• [Task to complete]
Output a verbatim copy of the data, cut off after the line that contains "target: truck mud flap".

• [Exercise data]

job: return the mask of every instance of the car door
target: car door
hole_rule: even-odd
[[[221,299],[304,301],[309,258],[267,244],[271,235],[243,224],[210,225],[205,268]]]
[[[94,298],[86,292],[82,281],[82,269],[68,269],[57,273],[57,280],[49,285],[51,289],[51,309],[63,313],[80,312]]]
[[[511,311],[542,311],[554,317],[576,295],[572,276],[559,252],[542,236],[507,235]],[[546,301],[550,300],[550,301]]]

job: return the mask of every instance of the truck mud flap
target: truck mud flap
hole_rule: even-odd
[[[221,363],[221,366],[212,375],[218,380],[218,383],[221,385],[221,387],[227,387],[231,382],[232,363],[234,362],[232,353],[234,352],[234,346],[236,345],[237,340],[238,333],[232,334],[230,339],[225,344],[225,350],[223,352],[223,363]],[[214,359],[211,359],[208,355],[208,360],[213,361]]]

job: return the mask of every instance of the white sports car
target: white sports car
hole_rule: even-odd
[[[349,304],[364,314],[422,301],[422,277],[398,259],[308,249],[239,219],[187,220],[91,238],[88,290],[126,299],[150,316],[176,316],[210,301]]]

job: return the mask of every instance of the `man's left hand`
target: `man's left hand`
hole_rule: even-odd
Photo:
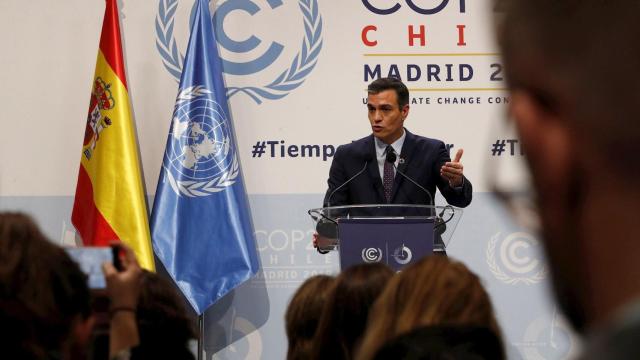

• [Written solution]
job: return the mask of every instance of the car door
target: car door
hole_rule: even-odd
[[[221,299],[304,301],[309,258],[267,244],[271,235],[243,224],[210,225],[205,268]]]
[[[94,298],[86,292],[82,281],[82,269],[68,269],[57,273],[57,280],[49,285],[51,289],[51,309],[63,313],[80,312]]]
[[[511,311],[542,311],[554,317],[576,295],[572,276],[559,252],[542,236],[507,235]],[[546,301],[550,300],[550,301]]]

job: return the mask of every instance of the truck mud flap
target: truck mud flap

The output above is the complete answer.